A Full Multigrid Method Applied to Turbulent Flow using the SIMPLEC Algorithm Together with a Collocated Arrangement

Abstract

An implementation of a multigrid method in a three-dimensional SIMPLEC code based on a collocated grid arrangement is presented. The multigrid algorithm is FMG-FAS, using a V-cycle described by Brandt [1,2].

The coarse grid is obtained by merging eight fine grid cells in 3D, and four in 2D. Restriction and prolongation of field quantities are carried out by a weighted linear interpolation, and restriction of residuals by a summation. All variables and all equations, including the pressure correction equation, are treated in the same way.

To stabilize the solution process, a fraction of the multigrid sources is included in the diagonal coefficient a _p , and a damping function is used on negative corrections of the turbulent quantities to prevent them from being negative.

The multigrid method was shown to be relative insensitive to the choice of under-relaxation parameters. Therefore 0.8 or 0.7 is used for all equations, except for the pressure correction equation where 1.5 is used.

Both turbulent and laminar calculations are presented for a 2D backward facing step, a 2D ventilated enclosure, and a 3D ventilated enclosure. The turbulent calculations are made with a two-layer low-Reynolds k − ε model. Different discretization schemes for the convective schemes are used including the first order hybrid scheme and two higher order schemes (QUICK and a van Leer TVD scheme).
____________
▶ **Problems to solve**:
**A)** In the multigrid abstract, what under-relaxation value is used for the pressure correction equation?
**B)** Duplicate the stretch of the multigrid abstract from "An implementation of" through "from being negative.".
The lines after this point come from a separate source.

Source data:
____________
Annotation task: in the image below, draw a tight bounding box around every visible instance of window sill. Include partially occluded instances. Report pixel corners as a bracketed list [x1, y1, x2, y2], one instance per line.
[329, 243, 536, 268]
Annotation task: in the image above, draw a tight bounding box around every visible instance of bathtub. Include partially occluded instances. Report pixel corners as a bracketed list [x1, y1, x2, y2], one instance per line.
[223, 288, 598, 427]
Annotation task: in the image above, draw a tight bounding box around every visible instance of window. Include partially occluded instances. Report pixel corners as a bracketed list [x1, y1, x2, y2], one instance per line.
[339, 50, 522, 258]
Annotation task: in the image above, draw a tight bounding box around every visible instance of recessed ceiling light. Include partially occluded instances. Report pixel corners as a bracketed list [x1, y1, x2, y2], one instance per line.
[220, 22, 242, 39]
____________
▶ **Answers by item**:
**A)** 1.5

**B)**
An implementation of a multigrid method in a three-dimensional SIMPLEC code based on a collocated grid arrangement is presented. The multigrid algorithm is FMG-FAS, using a V-cycle described by Brandt [1,2].

The coarse grid is obtained by merging eight fine grid cells in 3D, and four in 2D. Restriction and prolongation of field quantities are carried out by a weighted linear interpolation, and restriction of residuals by a summation. All variables and all equations, including the pressure correction equation, are treated in the same way.

To stabilize the solution process, a fraction of the multigrid sources is included in the diagonal coefficient a _p , and a damping function is used on negative corrections of the turbulent quantities to prevent them from being negative.